* Goal of the exercise:
Reproduce, without any change, the span of lines from the opening of the records below to the line containing "Box man's forearm.", inclusive.

[Stored data entries]
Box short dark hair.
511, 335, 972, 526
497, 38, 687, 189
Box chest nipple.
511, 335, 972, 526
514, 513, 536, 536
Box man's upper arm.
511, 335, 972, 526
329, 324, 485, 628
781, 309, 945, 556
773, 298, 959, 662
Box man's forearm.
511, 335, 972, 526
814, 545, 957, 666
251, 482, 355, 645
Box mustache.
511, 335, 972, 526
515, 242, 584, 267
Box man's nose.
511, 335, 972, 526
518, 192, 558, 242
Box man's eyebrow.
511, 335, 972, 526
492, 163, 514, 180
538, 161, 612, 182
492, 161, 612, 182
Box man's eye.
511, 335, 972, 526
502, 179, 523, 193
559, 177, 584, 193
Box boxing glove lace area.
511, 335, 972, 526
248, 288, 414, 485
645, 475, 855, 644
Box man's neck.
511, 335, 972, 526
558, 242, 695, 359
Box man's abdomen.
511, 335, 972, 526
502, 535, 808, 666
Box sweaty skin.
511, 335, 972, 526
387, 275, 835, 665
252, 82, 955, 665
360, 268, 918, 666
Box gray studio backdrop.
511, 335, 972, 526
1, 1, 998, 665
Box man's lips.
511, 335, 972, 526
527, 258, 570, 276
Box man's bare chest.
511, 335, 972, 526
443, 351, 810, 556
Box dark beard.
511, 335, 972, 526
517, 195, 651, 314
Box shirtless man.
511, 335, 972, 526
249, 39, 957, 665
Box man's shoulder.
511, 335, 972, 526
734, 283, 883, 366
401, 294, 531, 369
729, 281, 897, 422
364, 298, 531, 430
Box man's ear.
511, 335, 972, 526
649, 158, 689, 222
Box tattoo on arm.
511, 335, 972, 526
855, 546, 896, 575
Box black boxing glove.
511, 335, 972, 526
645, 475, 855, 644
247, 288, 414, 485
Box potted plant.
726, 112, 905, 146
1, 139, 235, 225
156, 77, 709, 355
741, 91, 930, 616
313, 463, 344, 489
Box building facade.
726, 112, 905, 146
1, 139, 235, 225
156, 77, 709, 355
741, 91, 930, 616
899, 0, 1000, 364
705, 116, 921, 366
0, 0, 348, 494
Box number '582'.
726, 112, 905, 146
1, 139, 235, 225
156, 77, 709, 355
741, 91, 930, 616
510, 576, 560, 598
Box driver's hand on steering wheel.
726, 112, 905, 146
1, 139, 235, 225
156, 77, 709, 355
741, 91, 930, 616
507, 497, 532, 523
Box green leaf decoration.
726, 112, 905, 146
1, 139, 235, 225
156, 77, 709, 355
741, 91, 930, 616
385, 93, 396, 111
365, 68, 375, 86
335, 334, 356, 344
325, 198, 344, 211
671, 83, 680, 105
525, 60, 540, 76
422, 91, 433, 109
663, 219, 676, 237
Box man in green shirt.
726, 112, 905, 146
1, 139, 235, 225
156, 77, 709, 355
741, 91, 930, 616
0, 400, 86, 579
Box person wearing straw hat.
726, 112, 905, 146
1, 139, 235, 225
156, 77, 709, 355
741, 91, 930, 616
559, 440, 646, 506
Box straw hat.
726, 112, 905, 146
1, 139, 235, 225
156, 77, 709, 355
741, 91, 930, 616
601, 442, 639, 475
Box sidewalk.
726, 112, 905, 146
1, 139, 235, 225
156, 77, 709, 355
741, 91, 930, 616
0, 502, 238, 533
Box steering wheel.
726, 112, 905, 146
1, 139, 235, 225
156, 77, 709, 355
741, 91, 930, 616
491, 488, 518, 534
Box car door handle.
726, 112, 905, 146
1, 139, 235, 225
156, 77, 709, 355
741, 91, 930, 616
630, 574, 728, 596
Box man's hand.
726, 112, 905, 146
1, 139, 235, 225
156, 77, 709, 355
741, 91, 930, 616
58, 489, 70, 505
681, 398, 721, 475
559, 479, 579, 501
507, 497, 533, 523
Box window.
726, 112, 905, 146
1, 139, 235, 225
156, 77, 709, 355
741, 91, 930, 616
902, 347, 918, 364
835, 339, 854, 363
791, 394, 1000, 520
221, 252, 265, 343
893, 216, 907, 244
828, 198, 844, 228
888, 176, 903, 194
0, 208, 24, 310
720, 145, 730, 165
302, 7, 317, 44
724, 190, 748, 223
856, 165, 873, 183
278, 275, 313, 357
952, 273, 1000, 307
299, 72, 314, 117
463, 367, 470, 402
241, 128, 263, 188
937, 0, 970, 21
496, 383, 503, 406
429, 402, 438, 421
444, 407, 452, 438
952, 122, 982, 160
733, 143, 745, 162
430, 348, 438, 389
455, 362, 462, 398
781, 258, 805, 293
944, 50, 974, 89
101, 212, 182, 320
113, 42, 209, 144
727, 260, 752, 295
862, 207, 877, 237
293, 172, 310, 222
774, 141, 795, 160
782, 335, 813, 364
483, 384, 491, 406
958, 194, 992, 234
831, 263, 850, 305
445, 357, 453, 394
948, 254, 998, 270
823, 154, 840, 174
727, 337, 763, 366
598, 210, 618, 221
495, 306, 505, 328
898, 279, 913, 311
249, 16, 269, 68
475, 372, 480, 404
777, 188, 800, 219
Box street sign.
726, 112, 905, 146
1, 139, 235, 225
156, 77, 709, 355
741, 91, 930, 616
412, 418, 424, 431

* Response box:
Box short dark hair.
511, 335, 972, 526
497, 38, 687, 189
Box chest nipple.
511, 335, 972, 526
514, 513, 536, 536
Box man's upper arm.
511, 335, 972, 526
329, 324, 485, 628
781, 309, 945, 556
773, 298, 959, 662
Box man's forearm.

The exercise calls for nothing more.